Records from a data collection
• • • • •

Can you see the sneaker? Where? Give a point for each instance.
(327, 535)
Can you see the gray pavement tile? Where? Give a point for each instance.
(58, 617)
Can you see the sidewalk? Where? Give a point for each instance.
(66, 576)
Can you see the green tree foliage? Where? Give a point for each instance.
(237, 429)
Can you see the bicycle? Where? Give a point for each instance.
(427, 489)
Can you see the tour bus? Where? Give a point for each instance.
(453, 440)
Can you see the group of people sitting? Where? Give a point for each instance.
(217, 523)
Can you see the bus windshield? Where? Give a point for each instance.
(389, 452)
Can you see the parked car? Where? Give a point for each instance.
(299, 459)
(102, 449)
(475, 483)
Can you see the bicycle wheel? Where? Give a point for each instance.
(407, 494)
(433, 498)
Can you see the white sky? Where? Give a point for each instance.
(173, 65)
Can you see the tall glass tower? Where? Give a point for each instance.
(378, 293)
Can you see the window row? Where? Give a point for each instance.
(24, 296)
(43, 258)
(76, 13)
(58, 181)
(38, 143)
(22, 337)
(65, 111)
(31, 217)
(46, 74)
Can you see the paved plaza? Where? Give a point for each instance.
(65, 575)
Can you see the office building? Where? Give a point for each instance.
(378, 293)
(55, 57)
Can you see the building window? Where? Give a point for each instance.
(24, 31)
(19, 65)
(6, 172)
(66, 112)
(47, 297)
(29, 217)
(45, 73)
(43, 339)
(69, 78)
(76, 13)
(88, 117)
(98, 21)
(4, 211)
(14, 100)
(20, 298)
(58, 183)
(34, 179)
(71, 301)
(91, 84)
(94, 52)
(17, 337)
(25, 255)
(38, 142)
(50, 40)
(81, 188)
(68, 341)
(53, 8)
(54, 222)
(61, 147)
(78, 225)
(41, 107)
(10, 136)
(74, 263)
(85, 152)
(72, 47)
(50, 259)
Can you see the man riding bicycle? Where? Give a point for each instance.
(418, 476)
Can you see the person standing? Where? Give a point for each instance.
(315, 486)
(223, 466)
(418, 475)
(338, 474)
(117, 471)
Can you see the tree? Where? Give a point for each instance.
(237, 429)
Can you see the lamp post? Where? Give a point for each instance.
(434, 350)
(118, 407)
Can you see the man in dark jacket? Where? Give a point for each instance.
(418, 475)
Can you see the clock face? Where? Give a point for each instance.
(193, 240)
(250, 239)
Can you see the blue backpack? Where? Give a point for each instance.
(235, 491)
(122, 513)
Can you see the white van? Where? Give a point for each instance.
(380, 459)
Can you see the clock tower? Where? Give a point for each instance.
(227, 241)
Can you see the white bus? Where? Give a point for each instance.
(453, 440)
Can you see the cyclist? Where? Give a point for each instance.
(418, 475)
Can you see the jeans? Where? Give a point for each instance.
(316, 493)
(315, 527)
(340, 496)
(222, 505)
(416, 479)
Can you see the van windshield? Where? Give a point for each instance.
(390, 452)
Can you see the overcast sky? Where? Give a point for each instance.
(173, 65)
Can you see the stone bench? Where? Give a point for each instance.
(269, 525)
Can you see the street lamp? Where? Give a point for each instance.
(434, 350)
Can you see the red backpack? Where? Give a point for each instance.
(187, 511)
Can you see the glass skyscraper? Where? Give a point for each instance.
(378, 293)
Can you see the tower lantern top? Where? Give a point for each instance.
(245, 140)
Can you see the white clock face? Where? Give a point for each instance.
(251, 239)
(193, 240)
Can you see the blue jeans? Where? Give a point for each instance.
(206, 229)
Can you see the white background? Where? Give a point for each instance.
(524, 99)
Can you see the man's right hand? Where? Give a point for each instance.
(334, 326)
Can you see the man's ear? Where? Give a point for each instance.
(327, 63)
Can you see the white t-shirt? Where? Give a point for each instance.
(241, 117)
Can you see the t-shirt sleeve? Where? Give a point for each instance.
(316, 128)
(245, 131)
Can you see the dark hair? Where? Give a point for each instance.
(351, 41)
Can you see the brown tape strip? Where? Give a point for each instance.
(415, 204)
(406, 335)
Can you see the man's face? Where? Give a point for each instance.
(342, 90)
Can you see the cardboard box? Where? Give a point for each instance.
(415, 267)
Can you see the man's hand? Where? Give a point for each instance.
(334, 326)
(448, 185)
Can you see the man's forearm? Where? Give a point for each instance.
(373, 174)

• • • • •

**ASSIGNED TASK**
Give all of the entries again, word for word.

**ANSWER SECTION**
Can you see the sneaker? Where? Give a point for each instance.
(327, 535)
Can you see the gray pavement tile? Where? Give a point for each instance.
(58, 617)
Can you see the sidewalk? Where? Give a point for each instance.
(66, 576)
Can you see the green tree foliage? Where? Give a point for each instance.
(237, 429)
Can you see the bicycle? Where? Give a point for each instance.
(427, 489)
Can you see the tour bus? Where? Give a point for each instance.
(453, 440)
Can you see the group of people sitting? Where? Give a point for each instance.
(217, 523)
Can you see the bus windshield? Where? Give a point for each instance.
(389, 452)
Can you see the parked car? Where? Give a point for each instance.
(299, 459)
(102, 449)
(475, 483)
Can you see the bicycle wheel? Where? Give a point for each instance.
(407, 494)
(433, 498)
Can you see the white sky? Where? Give a point for each instance.
(173, 65)
Can you see the tall glass tower? Where? Give a point for each instance.
(378, 293)
Can you see the window row? Where? Give a point for each instance.
(24, 296)
(43, 258)
(76, 13)
(58, 181)
(38, 143)
(22, 337)
(65, 111)
(31, 217)
(46, 74)
Can you see the paved plaza? Where? Give a point for each instance.
(65, 575)
Can you see the office building? Where? Give a point for each instance.
(378, 293)
(55, 57)
Can you see the building window? Where? Give a point for each instance.
(24, 31)
(19, 65)
(6, 172)
(66, 112)
(47, 297)
(29, 217)
(45, 73)
(43, 339)
(69, 78)
(76, 13)
(88, 117)
(98, 21)
(4, 211)
(14, 100)
(20, 298)
(58, 183)
(34, 179)
(71, 301)
(91, 84)
(94, 52)
(17, 337)
(25, 255)
(38, 142)
(50, 40)
(81, 188)
(68, 341)
(53, 8)
(54, 222)
(61, 147)
(78, 225)
(41, 107)
(10, 136)
(74, 263)
(85, 152)
(72, 47)
(50, 259)
Can you see the man riding bicycle? Where? Give a point for each instance.
(418, 476)
Can you see the person standing? Where? Give a point for each instance.
(315, 486)
(223, 466)
(418, 475)
(338, 474)
(117, 471)
Can you see the tree? Where? Give a point for each instance.
(237, 429)
Can you see the lamp post? Where? Give a point for each instance.
(434, 350)
(118, 407)
Can you see the man in dark jacket? Where? Give a point for each instance.
(418, 475)
Can you see the clock face? Where? Give a point for each instance.
(193, 240)
(250, 239)
Can you see the blue backpack? Where? Give a point for each instance.
(235, 491)
(122, 513)
Can you see the white van? Where? Give a point for each instance.
(380, 459)
Can you see the clock tower? Where? Give a point for each instance.
(227, 241)
Can you see the white bus? Where? Give a point for each instance.
(453, 440)
Can you see the cyclist? Where? Give a point for each instance.
(418, 475)
Can you see the jeans? Where? Give a point for each instance.
(316, 493)
(315, 527)
(340, 496)
(222, 505)
(416, 479)
Can you see the van windshield? Where? Give a point for each instance.
(390, 452)
Can you see the overcast sky? Where? Give a point for each instance.
(173, 65)
Can you see the stone bench? Where? Give a point for each instance.
(269, 525)
Can you see the street lamp? Where? Give a point for each instance.
(434, 350)
Can you see the red backpack? Where? Give a point for each instance.
(187, 511)
Can you see the glass skyscraper? Where? Give a point for each instance.
(378, 293)
Can you see the tower lantern top? Where? Give a point for each instance.
(245, 140)
Can you see the white clock face? Where? Give a point for each instance.
(251, 239)
(193, 240)
Can you see the blue jeans? Where? Give a point for each instance.
(206, 229)
Can you see the white background? Where? Give a point for each instance.
(524, 99)
Can you see the man's right hand? Where? Give a point for each instance.
(334, 326)
Can you see the man's ear? Where? Give a point for each instance.
(327, 63)
Can you see the white t-shirt? Where? Give a point for each instance.
(241, 117)
Can you see the t-shirt sleeve? Where? Give a point for each instance.
(316, 128)
(245, 131)
Can you see the dark hair? Where? Give a point for each instance.
(351, 41)
Can you see the brown tape strip? Where? Give a point for each instance.
(415, 204)
(406, 335)
Can you see the man's face? Where? Give a point for each instance.
(342, 90)
Can you see the cardboard box? Where? Give a point for each instance.
(415, 267)
Can you see the man's hand? Where? Give a point for each instance.
(334, 326)
(448, 185)
Can you see the man's forearm? Where? Give a point for each instance.
(373, 174)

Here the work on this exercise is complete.